◆ **DOCUMENT TEXT**
You are what you eat. It turns out that you also are what your great-great-great-great-grandmother ate. In particular, some DNA has changed a lot in the past thousand years depending on what people ate. So people who live in different parts of the world with different diets will have different food-processing DNA regions. A new study demonstrates that this has a lot to do with how much vegetables and meat you eat. People from Europe, especially Southern Europe, are suited for a diet with lots of plants. In contrast, people from other regions, such as the Inuit of Greenland, process lots of animal fat better.
To your health
UC Berkeley professor Rasmus Nielsen and his colleagues analyzed hundreds of genomes from people alive today. They compared them to DNA from 101 people who lived in Europe during the Bronze Age, 5000 years ago. They found two gene regions that have changed a lot depending on where people lived and what they ate. These genes are called “fatty acid desaturase 1 and 2” (FADS1 and 2). The FADS genes control how humans convert short-chain poly-unsaturated fatty acids (PUFAs) into long-chain PUFAs. These long-chain fatty acids are crucial to maintain healthy brain, muscle, and visual tissue, as well for immune responses.
A diet with more vegetables and grains produces more short-chain PUFAs. To get the amount of long-chain PUFAs necessary for the body to function well, the FADS genes in Europeans from the Bronze Age evolved to produce more of them. A diet with more meat produces long-chain PUFAs. Therefore it’s not necessary to produce more of them. Indeed, Inuits produce fewer long-chain PUFAs. Their diet is full of fat from seals and fish.
In South Asia, the inhabitants have also evolved for a mostly plant-based diet but with different parts of the same gene. Africans have evolved for a more meat diet, possibly due to the regular hunting of large animals approximately 50 thousand years ago.

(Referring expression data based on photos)
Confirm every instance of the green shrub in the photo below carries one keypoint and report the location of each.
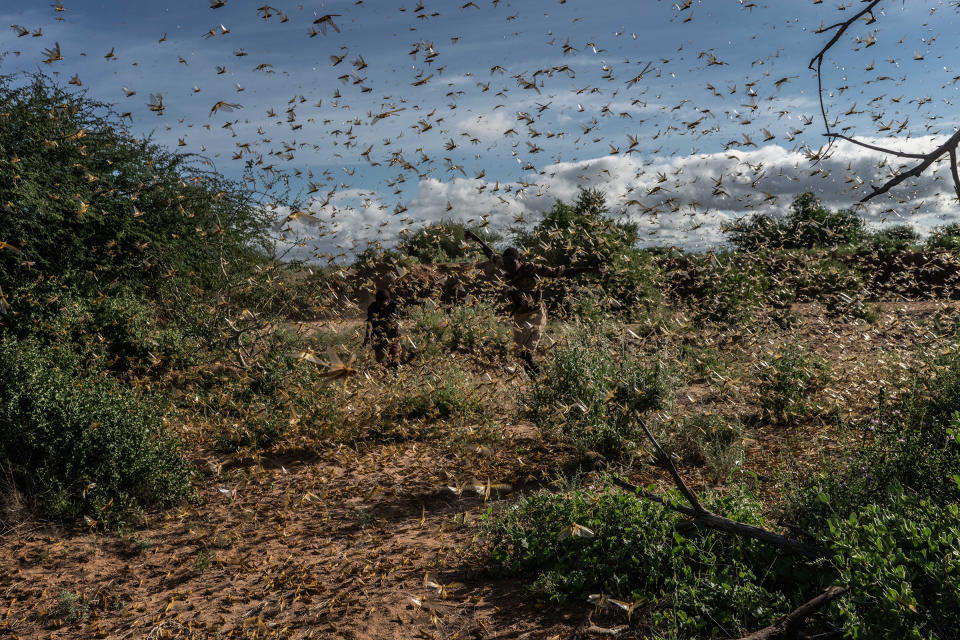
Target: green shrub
(731, 288)
(808, 225)
(590, 391)
(256, 410)
(892, 239)
(708, 440)
(699, 584)
(87, 203)
(443, 395)
(910, 443)
(901, 565)
(945, 237)
(445, 241)
(585, 234)
(81, 441)
(472, 328)
(788, 382)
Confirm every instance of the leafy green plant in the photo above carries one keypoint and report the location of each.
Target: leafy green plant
(708, 440)
(696, 584)
(71, 607)
(731, 287)
(945, 237)
(901, 565)
(808, 224)
(437, 396)
(81, 441)
(590, 391)
(788, 382)
(892, 239)
(444, 241)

◆ **TASK GOAL**
Pick up the article on diet and human genes after its last sentence and continue it. The records are separate from the article and have nothing to do with it.

◆ **RESPONSE**
Farmer’s life
The European variant of the FADS gene could be due to the switch to a farming lifestyle. When Europeans started eating a lot of wheat and vegetables, they suddenly ate a lot more of the short-chain PUFAs. People who could convert short-chain PUFAs into long-chain PUFAs efficiently were more likely to survive because they were healthier. Their genes were passed on to the next generation. In this way, there was evolutionary selection for being able to process a plant-based diet better.
Your optimal diet is based on your recent ancestors. Forget the paleo diet that claims that foods produced by farming are bad for us and that the optimal diet is what cavemen ate. Since the human diet has been constantly evolving, the human body has responded to better process food. The best food for your body is likely what your ancestors have eaten for the past few thousand years. In extreme cases, such as famine, diet can have an influence on offspring’s genes within only 1-2 generations through epigenetics. All in all, this change is an ongoing process, diets are changing and genes will likely follow.
Journal reference: Matthew T. Buckley et al., “Selection in Europeans on fatty acid desaturases associated with dietary changes,” Molecular Biology and Evolution, 2017. DOI: 10.1093/molbev/msx103 (About DOIs)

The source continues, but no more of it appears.